## OBJECTIVE
Pick up the piece on pro audio gear below and extend it past its final sentence.

## EXTRACT PROVIDED
Pro Audio – the ins and outs

Most pro audio equipment is built to last. It doesn’t in the hands of the wrong people. Always treat as fragile and then you won’t be quick to say that such and such equipment is garbage. Pro audio equipment is designed around line and microphone levels, high and low input impedances and is based on mV potential difference across a known load impedance. You can get this knowledge elsewhere. Audio amplifiers must be capable of sustained output powers without the supply, output or power stages failing. They are also designed for a specific load impedance – don;t go lower in semiconductor or higher in tube output stages.On the many forums it becomes pretty apparent that many newbies are connecting their equipment up incorrectly – in the case of power amplifiers and output loads this can be disastrous, in every other case damage should not occur. Pro audio class D amplifiers are not driven for lengthy periods of time to measure the power output. Many audiophiles feel this is defeating the object and customers are been ripped off.  Something more to debate about at a later stage.

 

[GARD]

 

Watt about lighting?

Leave lighting to professional and licenced electricians. Lighting more often than not draws more power than all the on stage audio amplification so proper cable current handling and three phase power is often crucial. As an aside, DMX is another very interesting topic and very often misunderstood.  The power switching and fading through DMX controllers are straightforward, setting the mood through lighting and sound is not. Most of the audio engineers found on the forums are very interesting people to talk to and learn from. Many of them have more than twenty years experience. They all have their favourite equipment and they all have one thing in common – the love of sound and the sonic difference between different brands. In the wrong hands good equipment can sound bad and in good hands bad equipment can sound good. In many cases your weakest link is the loudspeaker. Good speaker boxes are heavy. Punchy bass will never be heard through a lightweight speaker system just as a bookshelf speaker system will not rock your Pink Floyd boat. Many years back Deep Purple played the loudest (SPL measured) with a 10kW sound system. The Who were next with 76kW (SPL measured), then came the mind numbing audio equipment of the 80s, 90s and 2000s. Over 100kW to crush your skull is not uncommon. These concerts have audio equipment costing upwards of a million dollars. And they fail. Spectacularly.

## DATA SEGMENT
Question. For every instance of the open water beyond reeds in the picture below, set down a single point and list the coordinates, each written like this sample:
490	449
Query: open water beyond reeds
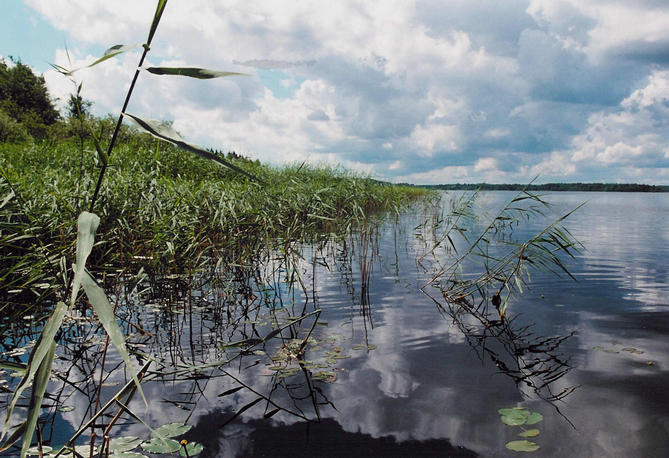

## WRITTEN REPLY
Loudspeakers are pretty dumb devices, not having changed much over the last century. Bi-amping and Tri-amping, sound enhancement, synthesisers and effects, condenser and dynamic mics, compressors and limiters, gates and VCA are all relevant – the loudspeaker, however, remains king. While good quality amplifiers have dropped in price, good quality loudspeakers have always remained horrendously expensive. Read up about SPL and crossovers.

Digital Pro Audio

One needs to be realistic when paying for equipment and sometimes the name-brand alone does not justify the high cost. What has become very apparent is the high cost of AD converters, more often than not a build your own DIY project one would usually not embark on at home. A good quality 48kHz / 24Bit converter used for 8 channel ADAT is not cheap. Do your homework and you won’t be disappointed. Be cautious of how all products are advertised – the equipment rarely has the inputs / outputs advertised. This applies to mixers and microphone preamplifiers, analogue and digital. The top three websites for research as always is Musiciansfriend, SoundonSound and Sweetwater. Read the reviews and keep an open mind, pro audio equipment can depreciate faster than your notebook.